40 years ago, Hollywood came to Santa Cruz
Forty years ago, this month, when Hollywood came to town to shoot a teenage vampire movie, nobody had any idea that The Lost Boys would become a cult phenomenon.
Sure, we locals loved it. The production crew was here for a couple of weeks, pouring Hollywood revenue into our hotels and restaurants, and employing hundreds of locals as extras. We loved seeing landmarks like Pogonip, the Boardwalk, and the train trestle over the river mouth up on the big screen.
What nobody could have predicted, was (fittingly enough, for a vampire movie) the extensive afterlife the movie would have beyond its original theatrical release — from midnight shows, revivals, and the advent of streaming, with its 24/7 access, all the way to Broadway, where an original stage musical adaptation just won four Tony Awards.
Little did we know, back in June 1986, when the movie was shot, what a cultural touchpoint it would become, not only in the annals of both vampire and teen angst movie genres, but as a snapshot of a very particular sort of hip 80s vibe. In which respect, director Joel Schumacher, cinematographer Michael Chapman, and production designer Bo Welch discovered that Santa Cruz was so ready for her close-up.
In
the story, a recently divorced mom and her two teenage sons move from urban
Phoenix to a sleepy California beach town to start a new life. Restless, 17-year-old
Michael falls for a girl who runs with a seductive, yet sinister crowd of (literally)
drop-dead cool kids who haunt the beachfront Boardwalk at night — and who turn
out to be vampires. 14-year-old Sam starts hanging out at the local comic book
store, where the owners' two tween sons try to convince him that vampires are
running amok in the town, and enlist his aid in stamping out the bloodsucking
menace.
Although the town is called Santa Carla in the movie, it taps into our early-'70s reputation as the "Murder Capital of the World," and the program of plastering the faces of missing children on milk cartons, to create a sense of real danger beneath the movie's teen comedy overtones. The plot turns on the scheming of glamorous alpha vampire, David, to induct Michael into their biker gang. The tagline — "Sleep all day. Party all night. Never grow old. Never die. It's fun to be a vampire." — references Peter Pan, from which the movie gets its title.
And if David is the Peter Pan figure in the movie, Santa Cruz is the Neverland.

■ **STORED DATA**
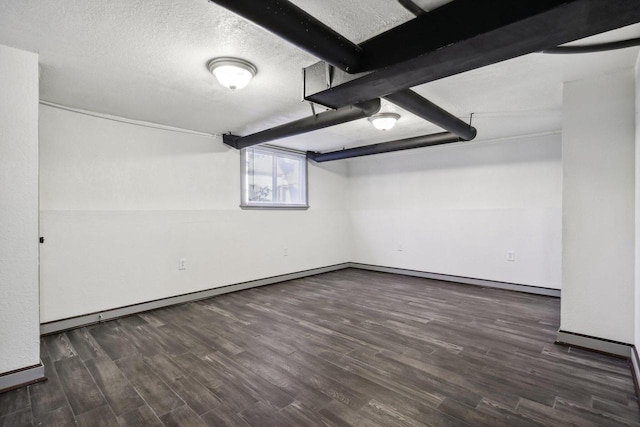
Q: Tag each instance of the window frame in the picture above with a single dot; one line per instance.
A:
(276, 151)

■ **REQUIRED WORK**
1. Answer these questions using the article about The Lost Boys in Santa Cruz.
(a) In what month and year was the movie shot?
(b) What is the town called in the movie?
(c) Where does 14-year-old Sam start hanging out?
2. According to the article about The Lost Boys in Santa Cruz, why does the movie draw on the town's early-'70s "Murder Capital of the World" reputation and on missing children's faces printed on milk cartons? Answer in one to three sentences.
3. Extend the article about The Lost Boys in Santa Cruz, beginning after its final sentence.

■ **EXPECTED OUTPUTS**
1.
(a) June 1986.
(b) Santa Carla.
(c) At the local comic book store.

2. The movie uses them to create a sense of real danger beneath its teen comedy overtones.

3.
From the first montage of Mom and the boys driving into town, with "People Are Strange," on the soundtrack, the fabled weirdness of our little burgh is on full display — drummers, dancers, street musicians, at least one snake-handler, surfers, punks, Goths, spikey Mohawks, and a panorama of jeans, leather, wetsuits, granny dresses, combat boots, and other items of trashy gypsy hipster chic. For a pivotal scene during a nighttime rock concert at the bandstand on the beach, the hundreds of locals hired as extras didn't even have to go through wardrobe and makeup — they already looked perfect!
Night
scenes on the Boardwalk are shot around rippling tongues of flame, as if bonfires were lit just out of camera range. Life
in Santa Carla is one long, non-stop party, framed in torchlight and neon, and
powered by jangly calliope music and scorching rock 'n' roll.
One particular thing the filmmakers loved about shooting in Santa Cruz was they didn't have to build a comic bookshop from scratch. Enter Atlantis Fantasyworld, operated by co-owners Joe Ferrara and my Art Boy, James Aschbacher. Their original, pre-quake building on Lower Pacific was cavernous; it had been a grocery store in the 1920s, with solid wood plank floors and a two-story high ceiling. When the crew folded back the giant accordion doors out front, they could roll the klieg lights right inside. The huge, freestanding shelving units in the middle of the room could be rolled aside to accommodate the lights, camera, and action of dozens of crew members loitering around the periphery on any given shot.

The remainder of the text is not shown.